**What this task involves**:
Please transcribe the records precisely; pictures stay out of your copy.

#####

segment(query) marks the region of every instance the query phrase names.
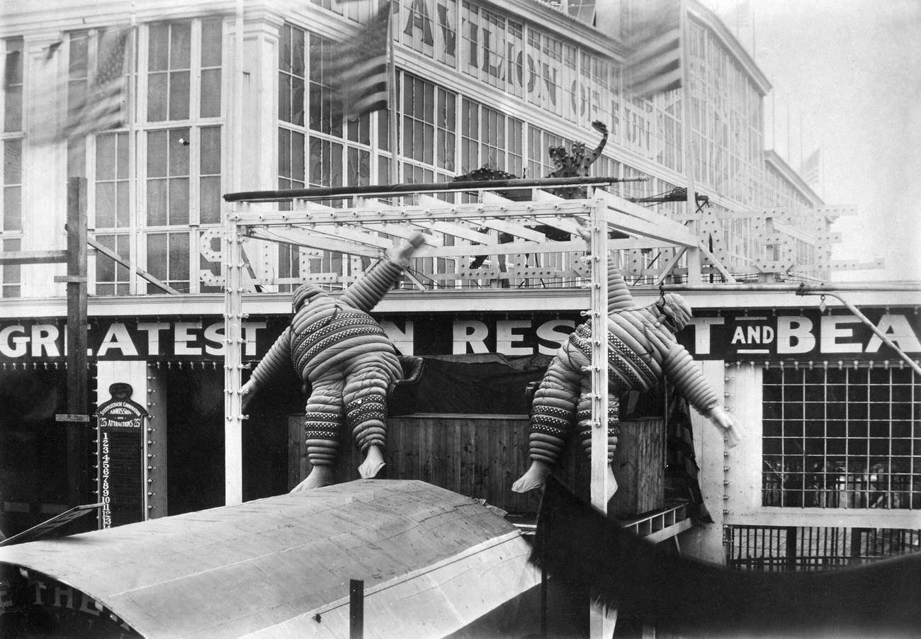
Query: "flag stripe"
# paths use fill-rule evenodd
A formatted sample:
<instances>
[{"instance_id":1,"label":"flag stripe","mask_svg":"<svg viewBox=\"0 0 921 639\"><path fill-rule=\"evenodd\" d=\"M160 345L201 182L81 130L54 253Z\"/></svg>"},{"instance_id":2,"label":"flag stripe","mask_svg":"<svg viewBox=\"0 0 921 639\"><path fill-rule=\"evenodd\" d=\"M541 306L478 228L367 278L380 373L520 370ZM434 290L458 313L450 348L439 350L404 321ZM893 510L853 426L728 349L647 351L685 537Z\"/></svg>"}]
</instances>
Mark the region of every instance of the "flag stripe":
<instances>
[{"instance_id":1,"label":"flag stripe","mask_svg":"<svg viewBox=\"0 0 921 639\"><path fill-rule=\"evenodd\" d=\"M331 84L334 99L350 120L387 108L390 19L391 3L386 2L348 43L334 52Z\"/></svg>"},{"instance_id":2,"label":"flag stripe","mask_svg":"<svg viewBox=\"0 0 921 639\"><path fill-rule=\"evenodd\" d=\"M625 88L637 96L649 98L682 86L680 7L674 0L638 5L624 69Z\"/></svg>"},{"instance_id":3,"label":"flag stripe","mask_svg":"<svg viewBox=\"0 0 921 639\"><path fill-rule=\"evenodd\" d=\"M109 42L100 40L96 78L85 96L67 105L67 122L58 139L90 135L125 125L128 81L124 66L129 34L129 29L123 29L111 36L113 40Z\"/></svg>"}]
</instances>

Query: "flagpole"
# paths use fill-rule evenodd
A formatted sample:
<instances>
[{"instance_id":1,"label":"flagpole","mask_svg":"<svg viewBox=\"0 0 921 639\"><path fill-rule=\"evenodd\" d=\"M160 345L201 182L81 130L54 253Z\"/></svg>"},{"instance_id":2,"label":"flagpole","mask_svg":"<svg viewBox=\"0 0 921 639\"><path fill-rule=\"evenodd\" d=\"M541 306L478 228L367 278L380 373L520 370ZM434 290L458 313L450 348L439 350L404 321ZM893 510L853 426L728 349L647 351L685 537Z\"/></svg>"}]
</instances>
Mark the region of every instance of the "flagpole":
<instances>
[{"instance_id":1,"label":"flagpole","mask_svg":"<svg viewBox=\"0 0 921 639\"><path fill-rule=\"evenodd\" d=\"M388 112L390 119L390 145L391 145L391 184L400 183L400 165L398 163L397 156L397 65L396 65L396 56L394 50L396 46L393 44L393 36L395 29L393 29L393 23L396 21L399 14L397 16L393 15L393 0L388 0L388 5L390 6L390 18L387 20L387 40L388 47L390 47L389 59L388 59L388 68L387 68L387 101L390 106L390 110ZM397 5L399 7L399 5Z\"/></svg>"},{"instance_id":2,"label":"flagpole","mask_svg":"<svg viewBox=\"0 0 921 639\"><path fill-rule=\"evenodd\" d=\"M132 3L131 12L131 44L128 48L128 202L134 210L128 212L128 227L131 229L132 241L128 248L129 261L137 264L140 247L138 242L137 212L140 210L137 202L137 14L134 4ZM115 247L116 251L118 246ZM116 271L118 266L116 265ZM117 280L117 278L116 278ZM128 273L128 292L137 294L137 273L131 269ZM146 512L146 510L145 510Z\"/></svg>"},{"instance_id":3,"label":"flagpole","mask_svg":"<svg viewBox=\"0 0 921 639\"><path fill-rule=\"evenodd\" d=\"M694 226L698 226L695 220L692 219L697 209L697 191L694 183L694 153L692 152L692 134L691 134L691 74L688 72L687 63L687 41L688 41L688 9L685 0L678 3L679 29L678 29L678 64L682 70L682 136L684 145L684 175L687 180L687 199L685 201L685 213L688 220ZM694 284L701 281L701 257L700 250L690 249L687 251L688 260L688 283Z\"/></svg>"}]
</instances>

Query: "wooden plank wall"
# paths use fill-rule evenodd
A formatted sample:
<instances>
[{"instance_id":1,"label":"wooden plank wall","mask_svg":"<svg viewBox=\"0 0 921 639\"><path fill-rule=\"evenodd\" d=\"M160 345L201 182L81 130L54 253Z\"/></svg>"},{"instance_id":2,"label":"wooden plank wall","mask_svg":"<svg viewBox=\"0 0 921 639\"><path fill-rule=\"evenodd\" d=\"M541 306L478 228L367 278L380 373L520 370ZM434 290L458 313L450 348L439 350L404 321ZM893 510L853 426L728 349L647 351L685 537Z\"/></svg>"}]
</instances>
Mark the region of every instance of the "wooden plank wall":
<instances>
[{"instance_id":1,"label":"wooden plank wall","mask_svg":"<svg viewBox=\"0 0 921 639\"><path fill-rule=\"evenodd\" d=\"M301 415L288 418L288 488L310 471ZM387 467L381 479L421 480L509 513L534 514L538 491L513 493L512 483L528 469L526 415L416 413L388 420ZM361 455L348 446L336 466L336 480L358 479ZM588 497L589 463L571 442L559 468L563 481ZM660 418L621 424L614 476L620 486L609 505L619 517L664 505L665 428Z\"/></svg>"}]
</instances>

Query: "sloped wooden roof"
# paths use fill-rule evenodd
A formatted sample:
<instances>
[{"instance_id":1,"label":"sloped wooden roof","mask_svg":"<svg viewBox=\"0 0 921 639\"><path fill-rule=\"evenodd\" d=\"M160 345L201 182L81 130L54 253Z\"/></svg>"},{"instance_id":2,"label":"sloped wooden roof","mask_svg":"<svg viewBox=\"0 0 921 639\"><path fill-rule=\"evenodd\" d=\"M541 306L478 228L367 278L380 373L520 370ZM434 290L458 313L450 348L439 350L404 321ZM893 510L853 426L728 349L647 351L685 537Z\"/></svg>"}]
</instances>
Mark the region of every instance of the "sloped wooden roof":
<instances>
[{"instance_id":1,"label":"sloped wooden roof","mask_svg":"<svg viewBox=\"0 0 921 639\"><path fill-rule=\"evenodd\" d=\"M472 499L363 480L0 548L0 563L146 637L346 636L350 579L365 581L366 636L443 636L537 584L528 552Z\"/></svg>"}]
</instances>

#####

**Final answer**:
segment(query) marks the region of every instance the query phrase names.
Query: "flag stripe"
# paths use fill-rule evenodd
A formatted sample:
<instances>
[{"instance_id":1,"label":"flag stripe","mask_svg":"<svg viewBox=\"0 0 921 639\"><path fill-rule=\"evenodd\" d=\"M160 345L201 182L81 130L54 253Z\"/></svg>"},{"instance_id":2,"label":"flag stripe","mask_svg":"<svg viewBox=\"0 0 921 639\"><path fill-rule=\"evenodd\" d=\"M541 306L478 228L367 278L380 373L520 370ZM434 290L458 313L450 348L439 350L404 321ZM893 510L853 426L728 349L647 351L685 537Z\"/></svg>"}]
</instances>
Mark the region of every instance of the "flag stripe":
<instances>
[{"instance_id":1,"label":"flag stripe","mask_svg":"<svg viewBox=\"0 0 921 639\"><path fill-rule=\"evenodd\" d=\"M331 84L334 99L350 120L387 108L390 19L391 3L386 2L348 43L334 52Z\"/></svg>"},{"instance_id":2,"label":"flag stripe","mask_svg":"<svg viewBox=\"0 0 921 639\"><path fill-rule=\"evenodd\" d=\"M625 88L637 96L649 98L682 86L680 7L674 0L638 5L624 69Z\"/></svg>"},{"instance_id":3,"label":"flag stripe","mask_svg":"<svg viewBox=\"0 0 921 639\"><path fill-rule=\"evenodd\" d=\"M109 42L100 40L96 78L85 96L67 105L67 122L58 139L90 135L125 125L128 81L124 66L129 34L129 29L123 29L111 36L113 40Z\"/></svg>"}]
</instances>

Query: "flagpole"
# paths use fill-rule evenodd
A formatted sample:
<instances>
[{"instance_id":1,"label":"flagpole","mask_svg":"<svg viewBox=\"0 0 921 639\"><path fill-rule=\"evenodd\" d=\"M160 345L201 182L81 130L54 253Z\"/></svg>"},{"instance_id":2,"label":"flagpole","mask_svg":"<svg viewBox=\"0 0 921 639\"><path fill-rule=\"evenodd\" d=\"M541 306L478 228L367 278L380 373L520 370ZM434 290L458 313L450 348L439 350L404 321ZM893 510L853 426L728 349L647 351L685 537Z\"/></svg>"}]
</instances>
Mark the region of every instance of the "flagpole":
<instances>
[{"instance_id":1,"label":"flagpole","mask_svg":"<svg viewBox=\"0 0 921 639\"><path fill-rule=\"evenodd\" d=\"M388 112L390 119L390 145L391 145L391 184L400 183L400 165L398 163L397 156L397 65L396 65L396 56L394 50L396 46L393 44L393 36L395 29L393 29L393 23L396 21L399 14L397 16L393 15L393 0L388 0L388 5L390 6L390 18L387 20L387 40L388 47L390 47L389 59L388 59L388 68L387 68L387 101L390 106L390 110ZM397 5L399 7L399 5Z\"/></svg>"},{"instance_id":2,"label":"flagpole","mask_svg":"<svg viewBox=\"0 0 921 639\"><path fill-rule=\"evenodd\" d=\"M132 3L131 12L131 44L128 48L128 202L134 210L128 212L128 227L131 229L132 241L128 248L129 261L137 264L140 247L138 242L137 212L140 210L137 202L137 14L134 4ZM115 247L116 251L118 246ZM116 271L118 266L116 265ZM117 280L117 278L116 278ZM128 273L128 292L137 294L137 273L131 269ZM146 512L146 510L145 510Z\"/></svg>"},{"instance_id":3,"label":"flagpole","mask_svg":"<svg viewBox=\"0 0 921 639\"><path fill-rule=\"evenodd\" d=\"M694 226L698 226L695 220L692 219L697 209L697 191L694 183L694 153L692 152L692 134L691 134L691 74L688 72L687 63L687 41L688 41L688 9L685 0L678 3L679 29L678 29L678 64L682 70L682 136L684 145L684 175L687 180L687 199L685 201L685 213L688 220ZM694 284L701 281L701 257L700 250L690 249L687 251L688 260L688 283Z\"/></svg>"}]
</instances>

Query: "wooden plank wall"
# paths use fill-rule evenodd
A formatted sample:
<instances>
[{"instance_id":1,"label":"wooden plank wall","mask_svg":"<svg viewBox=\"0 0 921 639\"><path fill-rule=\"evenodd\" d=\"M160 345L201 182L81 130L54 253Z\"/></svg>"},{"instance_id":2,"label":"wooden plank wall","mask_svg":"<svg viewBox=\"0 0 921 639\"><path fill-rule=\"evenodd\" d=\"M541 306L478 228L367 278L380 373L520 370ZM434 290L458 313L450 348L439 350L404 321ZM893 510L853 426L728 349L647 351L685 537Z\"/></svg>"}]
</instances>
Mark the region of every instance of the "wooden plank wall":
<instances>
[{"instance_id":1,"label":"wooden plank wall","mask_svg":"<svg viewBox=\"0 0 921 639\"><path fill-rule=\"evenodd\" d=\"M301 415L288 418L288 488L310 471ZM387 467L381 479L421 480L509 513L534 514L538 491L513 493L512 483L528 469L526 415L416 413L388 420ZM361 455L348 446L336 466L336 480L358 479ZM588 497L589 463L571 442L559 468L563 481ZM660 418L621 424L614 476L620 486L609 505L619 517L664 505L665 428Z\"/></svg>"}]
</instances>

Query: "sloped wooden roof"
# paths use fill-rule evenodd
A formatted sample:
<instances>
[{"instance_id":1,"label":"sloped wooden roof","mask_svg":"<svg viewBox=\"0 0 921 639\"><path fill-rule=\"evenodd\" d=\"M160 345L201 182L81 130L54 253Z\"/></svg>"},{"instance_id":2,"label":"sloped wooden roof","mask_svg":"<svg viewBox=\"0 0 921 639\"><path fill-rule=\"evenodd\" d=\"M541 306L478 228L367 278L380 373L520 370ZM434 290L458 313L450 348L439 350L404 321ZM893 510L853 426L728 349L647 351L685 537Z\"/></svg>"}]
</instances>
Mark the region of every instance of the "sloped wooden roof":
<instances>
[{"instance_id":1,"label":"sloped wooden roof","mask_svg":"<svg viewBox=\"0 0 921 639\"><path fill-rule=\"evenodd\" d=\"M472 499L363 480L0 548L0 563L146 637L346 636L350 579L365 581L366 636L443 636L537 584L528 552Z\"/></svg>"}]
</instances>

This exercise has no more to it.